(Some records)
------------------------------------------------------------

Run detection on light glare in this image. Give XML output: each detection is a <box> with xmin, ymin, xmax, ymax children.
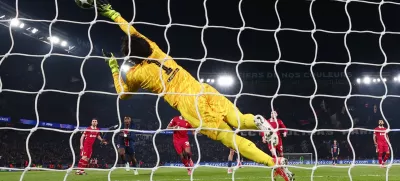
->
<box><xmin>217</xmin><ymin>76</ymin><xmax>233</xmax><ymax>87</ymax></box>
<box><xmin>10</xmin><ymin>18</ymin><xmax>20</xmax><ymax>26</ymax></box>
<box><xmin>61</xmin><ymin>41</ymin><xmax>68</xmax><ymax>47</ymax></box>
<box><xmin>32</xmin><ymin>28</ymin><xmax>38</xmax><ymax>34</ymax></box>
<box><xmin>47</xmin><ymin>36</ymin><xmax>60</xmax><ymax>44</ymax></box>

------------------------------------------------------------

-- Work instructions --
Your task is to transcribe all of the records precisely, with no images included.

-- Output of the task --
Run detection on light glare in this image. Give XML output: each detection is a <box> with xmin, ymin, xmax, ymax children.
->
<box><xmin>217</xmin><ymin>76</ymin><xmax>233</xmax><ymax>87</ymax></box>
<box><xmin>10</xmin><ymin>18</ymin><xmax>20</xmax><ymax>26</ymax></box>
<box><xmin>61</xmin><ymin>41</ymin><xmax>68</xmax><ymax>47</ymax></box>
<box><xmin>32</xmin><ymin>28</ymin><xmax>38</xmax><ymax>34</ymax></box>
<box><xmin>47</xmin><ymin>36</ymin><xmax>60</xmax><ymax>44</ymax></box>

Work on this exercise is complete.